> _Request_
Give the data a second time, exactly and in full.

- - - -

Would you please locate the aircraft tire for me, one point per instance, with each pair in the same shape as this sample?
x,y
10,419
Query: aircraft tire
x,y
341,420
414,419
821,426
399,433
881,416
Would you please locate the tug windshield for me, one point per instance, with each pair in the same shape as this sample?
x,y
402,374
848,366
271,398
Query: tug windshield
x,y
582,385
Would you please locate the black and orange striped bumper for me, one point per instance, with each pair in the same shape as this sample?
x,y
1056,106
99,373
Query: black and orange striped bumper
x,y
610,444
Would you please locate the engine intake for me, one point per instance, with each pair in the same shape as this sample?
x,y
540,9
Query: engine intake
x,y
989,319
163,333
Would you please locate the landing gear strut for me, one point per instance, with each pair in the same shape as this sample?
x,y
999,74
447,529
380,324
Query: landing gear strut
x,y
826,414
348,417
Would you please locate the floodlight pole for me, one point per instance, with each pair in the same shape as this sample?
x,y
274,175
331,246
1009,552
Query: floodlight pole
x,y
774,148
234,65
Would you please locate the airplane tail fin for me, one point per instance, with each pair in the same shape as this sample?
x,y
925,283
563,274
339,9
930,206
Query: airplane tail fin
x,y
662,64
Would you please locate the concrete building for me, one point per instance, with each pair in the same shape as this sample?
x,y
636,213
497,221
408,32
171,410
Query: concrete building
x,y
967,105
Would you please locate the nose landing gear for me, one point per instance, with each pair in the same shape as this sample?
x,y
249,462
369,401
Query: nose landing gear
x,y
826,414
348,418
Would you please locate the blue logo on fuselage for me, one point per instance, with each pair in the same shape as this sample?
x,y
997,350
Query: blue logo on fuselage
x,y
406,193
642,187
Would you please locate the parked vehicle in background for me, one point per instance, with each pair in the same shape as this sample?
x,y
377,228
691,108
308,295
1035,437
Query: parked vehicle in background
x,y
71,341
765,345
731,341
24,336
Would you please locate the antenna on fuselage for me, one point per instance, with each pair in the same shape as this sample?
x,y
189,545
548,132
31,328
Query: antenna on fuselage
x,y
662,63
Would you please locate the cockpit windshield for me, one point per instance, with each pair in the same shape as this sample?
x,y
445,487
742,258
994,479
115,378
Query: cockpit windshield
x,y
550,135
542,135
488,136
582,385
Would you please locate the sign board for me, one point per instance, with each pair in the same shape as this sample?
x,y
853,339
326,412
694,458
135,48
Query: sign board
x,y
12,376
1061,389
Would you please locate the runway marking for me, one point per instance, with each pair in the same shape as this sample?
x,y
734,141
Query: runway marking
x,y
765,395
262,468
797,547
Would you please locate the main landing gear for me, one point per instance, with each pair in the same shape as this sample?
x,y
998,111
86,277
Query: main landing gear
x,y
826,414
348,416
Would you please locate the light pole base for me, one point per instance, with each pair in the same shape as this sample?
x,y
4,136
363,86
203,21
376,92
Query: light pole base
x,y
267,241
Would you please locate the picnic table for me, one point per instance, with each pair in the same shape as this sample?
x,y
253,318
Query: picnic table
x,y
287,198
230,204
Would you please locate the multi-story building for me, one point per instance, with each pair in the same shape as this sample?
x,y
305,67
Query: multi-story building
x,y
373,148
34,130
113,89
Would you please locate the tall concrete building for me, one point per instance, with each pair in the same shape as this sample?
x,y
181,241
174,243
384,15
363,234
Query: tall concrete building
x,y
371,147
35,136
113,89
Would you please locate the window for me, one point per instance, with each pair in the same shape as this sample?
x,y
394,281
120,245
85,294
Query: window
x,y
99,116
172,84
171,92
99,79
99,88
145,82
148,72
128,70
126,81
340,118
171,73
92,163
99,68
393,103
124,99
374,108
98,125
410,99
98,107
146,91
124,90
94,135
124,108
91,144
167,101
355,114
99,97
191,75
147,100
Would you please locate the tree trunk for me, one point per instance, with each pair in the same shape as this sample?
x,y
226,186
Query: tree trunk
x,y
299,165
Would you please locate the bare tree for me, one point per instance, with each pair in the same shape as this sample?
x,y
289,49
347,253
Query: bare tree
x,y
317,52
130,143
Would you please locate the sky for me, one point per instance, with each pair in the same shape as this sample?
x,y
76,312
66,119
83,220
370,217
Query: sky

- - - -

> _Task response_
Would you please locate the aircraft tire for me, one point per instance, with each pair in the same shape as this sample?
x,y
10,419
Query: aircraft tire
x,y
341,420
414,419
821,426
399,433
881,416
Would you please locate the tug windshield for me, one point per instance, with each pair in the same shape as this sample?
x,y
402,374
848,366
271,398
Query: tug windshield
x,y
582,385
Would you please locate the black and orange striped bumper for me, one point per instance, with each pair in the same shape as this sample?
x,y
1056,106
99,373
Query: black and orange striped bumper
x,y
610,444
Would you please locate the engine intake for me, one point per instance, with each pair in the same shape as this sample?
x,y
540,9
Query: engine intake
x,y
989,319
163,333
Would you please locate the landing gear strut for me, one point per instance, with each pair in the same shape as this sample?
x,y
999,74
447,529
380,324
Query: landing gear strut
x,y
826,414
348,417
Would you please locate the floodlight pole for me, one point per instance, with each pair in the same shape as this sample?
x,y
274,175
331,246
1009,552
Query: floodlight pole
x,y
774,148
234,65
Would you please locate the airplane tail fin for me, one point per instance, with each pair in the same shape as this sample?
x,y
925,283
563,274
339,9
930,206
Query: airplane tail fin
x,y
662,64
Would you please locate the concrete building for me, one point per instance, with each pair in the same shape as this sample?
x,y
636,213
497,221
408,32
171,410
Query: concrete building
x,y
967,105
Would you please locate the nose landing gear for me, one point per instance, with each pair in the same shape as this sample?
x,y
249,462
369,401
Query: nose landing gear
x,y
826,414
348,418
Would you please locate the blue logo on fuselage for me, one point per instance, with each pair in the same shape as this sample?
x,y
997,350
Query: blue logo on fuselage
x,y
406,193
642,187
Would you please locate the parked vehicle in background for me, one point per instance, with each pair in the same shape as this sample?
x,y
377,228
691,108
308,295
1035,437
Query: parked vehicle in background
x,y
71,341
765,345
731,341
24,336
Would you please locate the antenna on fuselage for me, one point per instance, with each pair in the same shape as this sample?
x,y
189,545
548,132
31,328
Query: antenna on fuselage
x,y
662,63
Would you please locate the cockpit windshield for me, one point per instance, with each pair in the same shape as this sample?
x,y
445,487
742,258
994,479
115,378
Query: cockpit windshield
x,y
550,135
542,135
488,136
582,385
Would you please locate the sign board for me, one point per instance, with each pair in the same shape as this sample?
x,y
853,339
326,412
694,458
135,48
Query: sign board
x,y
12,376
1061,389
Would you please locate the runway marking for me, one point per instance, with each pair in the same shape as this sample?
x,y
734,141
Query: runway marking
x,y
765,395
262,468
797,547
Would you please locate the main landing gear for me, one point per instance, with each pair in the same shape as this sample?
x,y
998,111
86,277
Query: main landing gear
x,y
826,414
348,416
Would you please locate the light pole base for me, one point per instance, with each pair in the same shape as this sample?
x,y
4,136
363,86
203,21
376,92
Query: light pole base
x,y
267,241
Would you please locate the picnic table for me, one point per instance, with each pair in the same shape as this sample?
x,y
253,318
Query: picnic table
x,y
287,198
230,204
Would you please locate the multi-story building for me, one point per instance, with each pair in the same shape as this sample?
x,y
305,67
Query: multi-story building
x,y
373,148
34,130
113,89
Would you please locate the tall concrete building for me, one point per instance, with each pair in the same shape as this sample?
x,y
181,241
174,243
384,15
363,234
Query: tall concrete building
x,y
371,147
35,136
113,89
Would you please locate the window for me, one point per instance, with each pair in the same shape as this sample?
x,y
394,281
120,245
85,294
Query: window
x,y
99,116
172,84
171,92
99,79
99,88
145,82
148,72
128,70
126,81
340,118
171,73
92,163
99,68
393,103
124,99
374,108
98,125
410,99
98,107
146,91
124,90
94,135
124,108
91,144
167,101
355,114
99,97
191,75
147,100
Would you please locate the tree trunk for me, one point per instance, with each pair in the same shape as this sample?
x,y
226,186
Query: tree trunk
x,y
299,165
Would you please locate the bare tree for me, one point per instance, with each pair in the same shape as this sample?
x,y
289,49
347,253
Query: bare tree
x,y
317,52
130,143
Would you please locate the sky for me, one point per instance, with each pair in the same shape as this sample?
x,y
76,312
66,119
83,220
370,217
Query: sky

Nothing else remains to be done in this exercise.